Brief: Please tally how many lines in the entries below include the word "instance", giving only the number.

[Provided data — start]

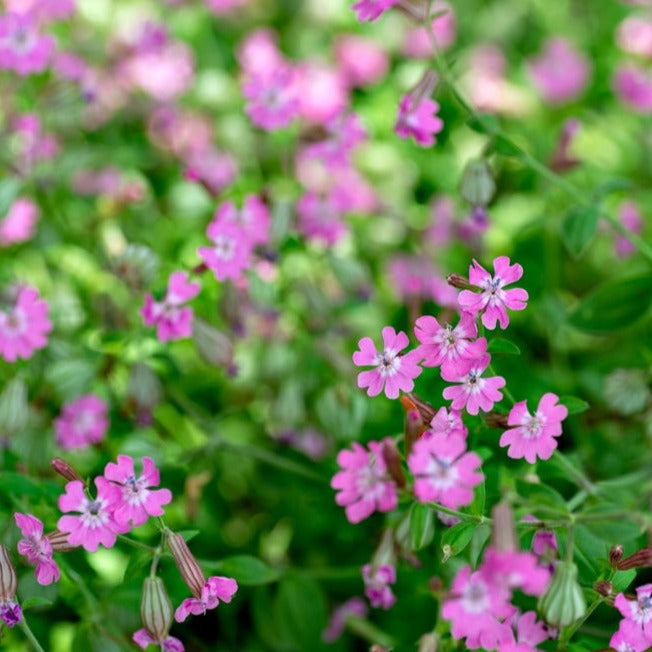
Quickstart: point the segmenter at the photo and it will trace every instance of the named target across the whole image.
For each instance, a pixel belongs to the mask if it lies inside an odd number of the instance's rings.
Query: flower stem
[[[450,509],[449,507],[444,507],[443,505],[439,505],[437,503],[428,503],[428,505],[430,505],[430,507],[437,510],[438,512],[448,514],[449,516],[455,516],[462,521],[469,521],[470,523],[477,523],[478,525],[482,525],[483,523],[491,523],[491,518],[488,516],[483,516],[482,514],[477,515],[458,512],[456,509]]]
[[[23,634],[25,634],[25,638],[30,642],[31,646],[36,650],[36,652],[45,652],[45,650],[41,647],[41,644],[38,642],[38,639],[36,636],[34,636],[34,632],[29,628],[29,625],[27,624],[27,621],[25,620],[25,616],[19,621],[18,627],[22,630]]]
[[[123,543],[127,543],[130,546],[133,546],[134,548],[140,548],[141,550],[147,550],[147,552],[155,553],[157,548],[154,548],[152,546],[148,546],[146,543],[141,543],[140,541],[136,541],[136,539],[132,539],[130,537],[126,537],[124,534],[118,534],[117,535],[118,540],[122,541]]]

[Provided data — finish]

Response to this task: 2